═══ Record extracts

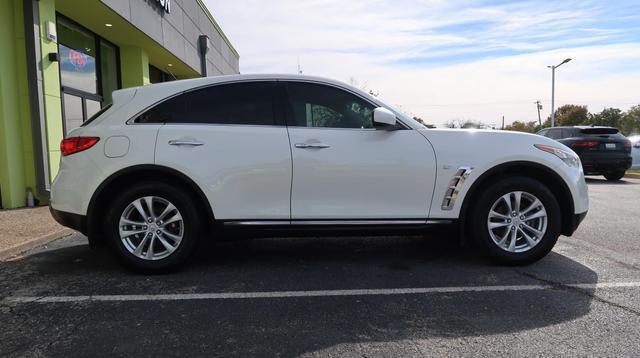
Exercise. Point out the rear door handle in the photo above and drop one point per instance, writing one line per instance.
(185, 142)
(312, 145)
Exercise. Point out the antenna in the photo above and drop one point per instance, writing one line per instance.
(171, 73)
(539, 107)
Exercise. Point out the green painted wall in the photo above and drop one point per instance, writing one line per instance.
(134, 66)
(51, 84)
(17, 163)
(16, 172)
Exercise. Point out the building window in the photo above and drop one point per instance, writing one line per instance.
(89, 72)
(156, 75)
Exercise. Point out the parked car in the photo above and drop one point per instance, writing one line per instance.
(635, 152)
(602, 150)
(170, 164)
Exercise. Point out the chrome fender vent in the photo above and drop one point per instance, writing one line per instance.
(455, 185)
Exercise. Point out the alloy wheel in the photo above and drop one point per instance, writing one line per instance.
(151, 228)
(517, 221)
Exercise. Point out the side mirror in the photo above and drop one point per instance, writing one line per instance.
(384, 117)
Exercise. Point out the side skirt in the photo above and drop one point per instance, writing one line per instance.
(238, 229)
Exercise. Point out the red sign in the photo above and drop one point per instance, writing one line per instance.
(77, 59)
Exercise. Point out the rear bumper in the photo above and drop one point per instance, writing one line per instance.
(603, 165)
(575, 220)
(74, 221)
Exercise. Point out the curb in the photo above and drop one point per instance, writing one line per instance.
(33, 243)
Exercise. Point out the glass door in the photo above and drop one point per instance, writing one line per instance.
(89, 72)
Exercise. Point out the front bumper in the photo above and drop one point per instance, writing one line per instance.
(74, 221)
(572, 225)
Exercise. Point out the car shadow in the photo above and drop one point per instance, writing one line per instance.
(290, 326)
(591, 180)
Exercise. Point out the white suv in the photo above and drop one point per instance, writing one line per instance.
(170, 164)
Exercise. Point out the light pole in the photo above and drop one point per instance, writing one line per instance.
(553, 90)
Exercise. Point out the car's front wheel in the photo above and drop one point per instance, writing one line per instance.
(516, 220)
(153, 226)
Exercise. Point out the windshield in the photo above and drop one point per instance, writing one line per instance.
(599, 131)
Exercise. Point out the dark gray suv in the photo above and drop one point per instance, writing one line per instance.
(602, 150)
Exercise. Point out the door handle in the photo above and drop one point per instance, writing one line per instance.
(185, 142)
(312, 145)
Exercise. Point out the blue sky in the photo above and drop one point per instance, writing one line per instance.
(443, 59)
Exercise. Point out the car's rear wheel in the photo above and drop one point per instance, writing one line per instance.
(516, 220)
(153, 226)
(615, 175)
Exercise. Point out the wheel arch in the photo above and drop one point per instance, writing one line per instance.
(143, 172)
(537, 171)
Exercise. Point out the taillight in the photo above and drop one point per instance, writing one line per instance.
(72, 145)
(585, 144)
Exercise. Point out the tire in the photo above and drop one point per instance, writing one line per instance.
(523, 251)
(616, 175)
(184, 223)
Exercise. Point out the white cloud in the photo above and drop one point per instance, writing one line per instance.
(444, 60)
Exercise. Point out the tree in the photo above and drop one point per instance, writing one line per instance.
(465, 124)
(609, 117)
(528, 127)
(630, 123)
(571, 115)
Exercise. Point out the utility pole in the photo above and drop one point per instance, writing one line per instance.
(553, 90)
(539, 107)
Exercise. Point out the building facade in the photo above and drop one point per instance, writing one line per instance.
(61, 60)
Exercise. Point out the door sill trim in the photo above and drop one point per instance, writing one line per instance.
(334, 222)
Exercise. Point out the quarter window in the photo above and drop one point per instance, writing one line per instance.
(237, 103)
(315, 105)
(554, 133)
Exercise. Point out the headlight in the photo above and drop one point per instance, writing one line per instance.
(568, 157)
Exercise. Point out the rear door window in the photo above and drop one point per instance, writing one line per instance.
(247, 103)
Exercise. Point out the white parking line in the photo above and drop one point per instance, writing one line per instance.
(320, 293)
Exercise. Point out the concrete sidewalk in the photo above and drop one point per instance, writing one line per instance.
(23, 229)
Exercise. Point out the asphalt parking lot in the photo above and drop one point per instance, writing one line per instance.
(392, 296)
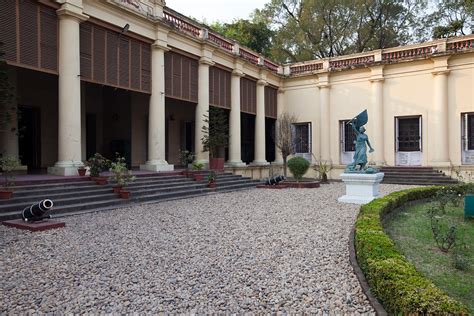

══════

▸ Task description
Copy all of the records above word for word, leaving the pictures out of your answer.

▸ Exercise output
Exercise. Point out the rear door handle in the photo above and drop one point per instance, writing one line per instance.
(185, 142)
(312, 145)
Exercise. Point out the antenna in the photo above and drop one point per instance, writing one line per instance.
(171, 73)
(539, 107)
Exercise. Point out the green painted wall in the photo above and drop one point per instance, writing one line per instance.
(134, 66)
(51, 84)
(17, 163)
(16, 172)
Exercise. Point out the building window in the photo above and drop one point per instance, writing one line per instance.
(89, 72)
(156, 75)
Exercise. Point out the parked car in the photo above and drop one point per instance, writing one line per instance.
(635, 152)
(602, 150)
(170, 164)
Exercise. Point out the chrome fender vent in the photo above and drop one point per instance, writing one line per instance.
(455, 185)
Exercise. Point out the alloy wheel in the photo above and drop one point per instance, writing one line per instance.
(151, 228)
(517, 221)
Exercise. Point out the side mirror in the photo above and drop one point per instance, writing one line per instance.
(384, 117)
Exercise. Point out the side skirt in the photo above and drop one point per instance, writing one line per instance.
(238, 229)
Exercise. Point out the red sign in the photo above and drop one point per instance, writing one line per instance.
(77, 59)
Exercise. Point out the rear bumper in the photo above and drop one point per instance, writing one line per instance.
(603, 165)
(575, 220)
(74, 221)
Exercise. Point out the curb in the photo above and drop one point per instance, writing one line per instance.
(33, 243)
Exercise. Point out the glass door in the photo above and drop one point per instance, writing one line per instance.
(89, 72)
Exercise. Point out the front bumper in the photo above and drop one point per instance, writing one line per instance.
(74, 221)
(572, 225)
Exercise. Point out the car shadow in the photo above and drop one point per instance, writing one line per instance.
(290, 326)
(591, 180)
Exercise. Point out the white suv in the photo above and drop one point per instance, writing one line per instance.
(170, 164)
Exercise. Point out the light pole in the photo above and drop one point per instance, writing one line per instance.
(553, 90)
Exercise. Point out the car's front wheel in the photo above and drop one point per instance, writing one line per instance.
(516, 220)
(153, 226)
Exercise. Point out the windshield in the photo above and drop one point per instance, writing one line per instance.
(599, 131)
Exercise. Point out the dark gray suv in the photo above and drop one point per instance, writing one line per instance.
(602, 150)
Exercise. Point out the door handle in the photo above and drop one point per instance, writing one line per instance.
(185, 142)
(312, 145)
Exercise. Point out the blue sky in the photo above and drop one point per instance, writing one line per instance.
(443, 59)
Exercise. Point out the car's rear wheel in the photo above and drop one point per instance, writing one line per instance.
(516, 220)
(153, 226)
(615, 175)
Exercise. Point out the wheel arch in the photo above and drop one point per instance, writing one line per instance.
(143, 172)
(537, 171)
Exercise. Point out the taillight in the photo above and drop one point per instance, writing one line per instance.
(72, 145)
(585, 144)
Exercise. Point out the tire in the photo above and drop one point per instance, writing one line per instance.
(523, 251)
(616, 175)
(184, 223)
Exercise. Point out the white cloud in the photo above and drop one point per instance, writing one line per instance.
(444, 60)
Exercise. Point out the tree in the photo above and drop one point per instance, writing one line per instance.
(465, 124)
(609, 117)
(528, 127)
(630, 123)
(571, 115)
Exercise. Point out the utility pole in the photo above and drop one point per instance, writing one line per instance.
(553, 90)
(539, 107)
Exercise. Point out the building facade in the photo above and drop one point per instance, writing one line per instance.
(61, 60)
Exercise. Point out the door sill trim in the photo above and drop one point per instance, writing one line per instance.
(334, 222)
Exercise. Point out the quarter window in the photo above and drop one point per instance, writing one line per instance.
(237, 103)
(315, 105)
(554, 133)
Exercise. Point out the headlight in the photo above and drop one point per instance, writing one line per instance.
(568, 157)
Exercise. Point out the rear door window in the photo above and drop one point per instance, writing one line per instance.
(247, 103)
Exercise. Point out the white parking line in the photo above and drop one point per instance, writing one line per instance.
(320, 293)
Exercise. Point out the concrete sidewalk in the photo above and drop one point per instance, writing one line per instance.
(23, 229)
Exercise. Point out the asphalt parking lot in the photo above and drop one point per instance, writing one line per instance.
(392, 296)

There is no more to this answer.